また、ここで、前記芳香族単位が無い高分子化合物が、ポリエチレン、ポリプロピレン、ポリメチルペンテン、及びそれらの誘導体からなる群から選択される1種類以上の高分子化合物を含むことが好ましく、工業的に入手し易く、得られる高分子フィルムは機械的特性やハンドリング性に優れ、得られる電解質膜はプロトン伝導性やメタノール遮断性、化学的安定性などに優れる。
本願で言うプロトン伝導性高分子電解質膜とは、少なくともプロトン伝導性基を含む高分子電解質をその膜中に含む膜であり、優れたプロトン伝導性および高いメタノール遮断性を両立した膜とするために、異なる材料を組み合わせて構成することがより好ましい。電子線、γ線、イオンビーム等の放射線を照射することで、高分子電解質膜中に架橋構造を導入して、さらにメタノール遮断性を向上させても良い。
プロトン伝導性基を含む高分子電解質としては、フッ素系、及び非フッ素系の炭化水素系高分子電解質に大別されるが、この内、非フッ素系炭化水素系高分子電解質である炭化水素系高分子電解質は、メタノールの耐久に優れており、また、安価であり好ましい。このような炭化水素系電解質は、文字通り、当業者にとって従来公知の炭化水素系電解質であればよく、例えば、芳香族単位を有する高分子化合物に、プロトン伝導性基が導入されてなる炭化水素系電解質が例示できる。

課題:
高分子電解質膜についての抜粋文から、「本願で言うプロトン伝導性高分」から「ル遮断性を向上させても良い。」までの部分を、両端の語句も含めて一字も変えずに抜き出してください。 抜粋文だけを根拠にしてください。

記録データ:

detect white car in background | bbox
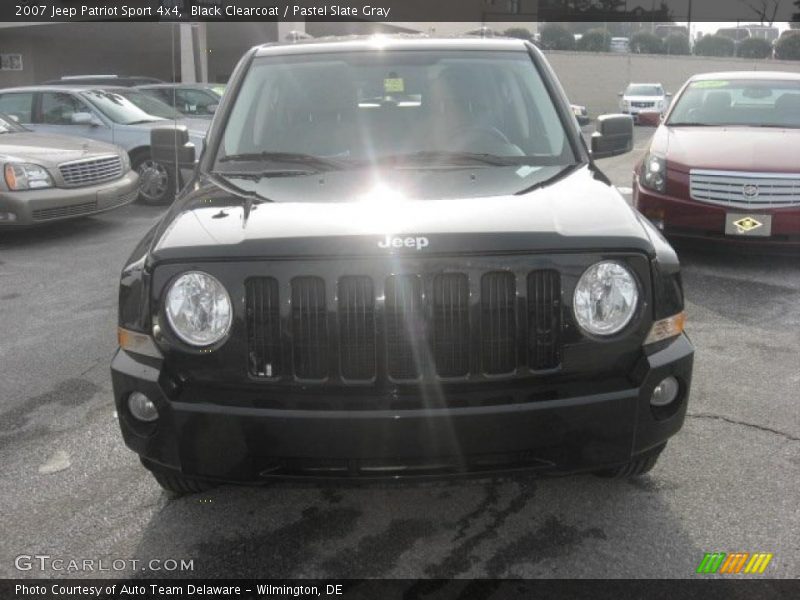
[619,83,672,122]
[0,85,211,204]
==
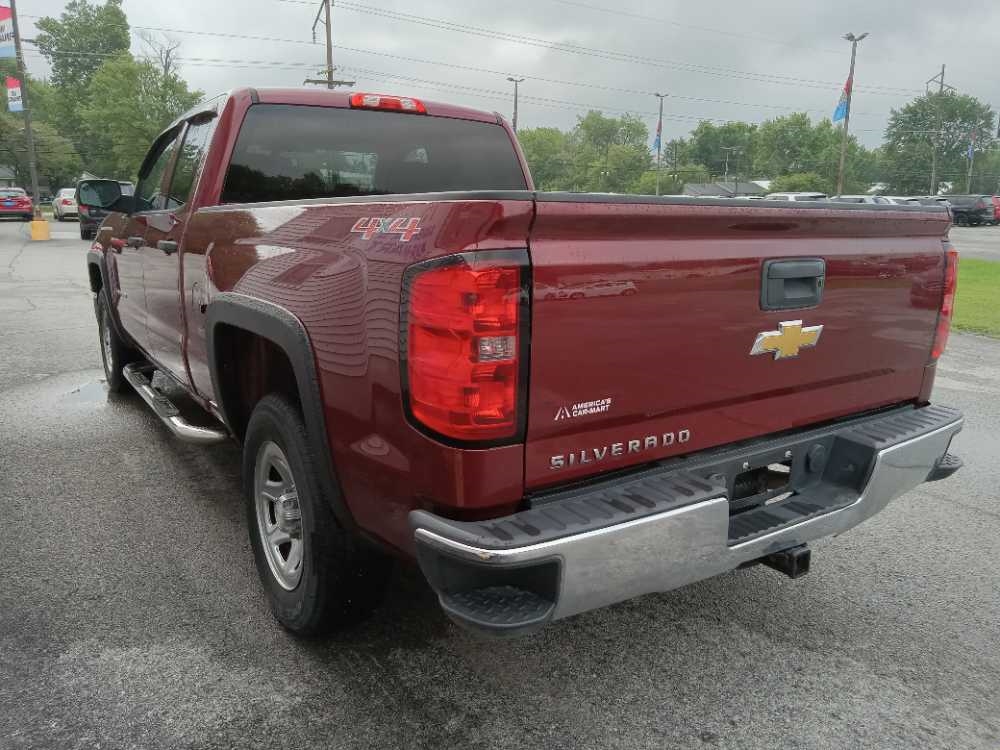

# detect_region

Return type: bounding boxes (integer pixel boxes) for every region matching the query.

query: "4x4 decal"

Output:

解答:
本願で言うプロトン伝導性高分子電解質膜とは、少なくともプロトン伝導性基を含む高分子電解質をその膜中に含む膜であり、優れたプロトン伝導性および高いメタノール遮断性を両立した膜とするために、異なる材料を組み合わせて構成することがより好ましい。電子線、γ線、イオンビーム等の放射線を照射することで、高分子電解質膜中に架橋構造を導入して、さらにメタノール遮断性を向上させても良い。